Supplied text:
CARMAX INC recently released its latest 10-Q report. CarMax, Inc. operates through two segments: CarMax Sales Operations, which handles used vehicle retailing and related services, and CarMax Auto Finance, which provides financing to retail customers buying from CarMax. The company was founded in 1993 and is based in Richmond, Virginia.
In Item 2, management said CarMax remained the nation’s largest retailer of used vehicles and reported that, after 3-day payoffs and returns, CAF financed 43.3% of retail used vehicle unit sales in the first three months of fiscal 2027. As of May 31, 2026, CAF serviced about 1.1 million customer accounts, including a $16.71 billion auto-loan portfolio and $700 million of auto loans previously sold.
For the quarter ended May 31, 2026, CarMax reported net sales and operating revenues of $8.013 billion, up 6.2% from a year earlier. Gross profit fell 4.4% to $854.4 million, while CAF income slipped 1.0% to $140.2 million and net earnings declined 11.8% to $185.6 million.
Used vehicle sales revenue rose to $6.391 billion from $6.103 billion, even though used unit sales were essentially flat at 230,293 versus 230,210. Average used-vehicle selling price increased 4.5% to $27,288. Wholesale vehicle sales revenue climbed 14.0% to $1.428 billion, with wholesale unit sales up 8.4% to 162,064 and average wholesale selling price up 5.1% to $8,364.

Required task A: According to the CarMax report summary, what was the average used-vehicle selling price for the quarter ended May 31, 2026?
Required task B: Please retype the CarMax report summary between "In Item 2, management" and "to $185.6 million.", inclusive.

Recorded information:
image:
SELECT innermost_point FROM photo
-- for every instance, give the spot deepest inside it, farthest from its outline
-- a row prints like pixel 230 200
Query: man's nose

Finished answer A: $27,288

Finished answer B:
In Item 2, management said CarMax remained the nation’s largest retailer of used vehicles and reported that, after 3-day payoffs and returns, CAF financed 43.3% of retail used vehicle unit sales in the first three months of fiscal 2027. As of May 31, 2026, CAF serviced about 1.1 million customer accounts, including a $16.71 billion auto-loan portfolio and $700 million of auto loans previously sold.
For the quarter ended May 31, 2026, CarMax reported net sales and operating revenues of $8.013 billion, up 6.2% from a year earlier. Gross profit fell 4.4% to $854.4 million, while CAF income slipped 1.0% to $140.2 million and net earnings declined 11.8% to $185.6 million.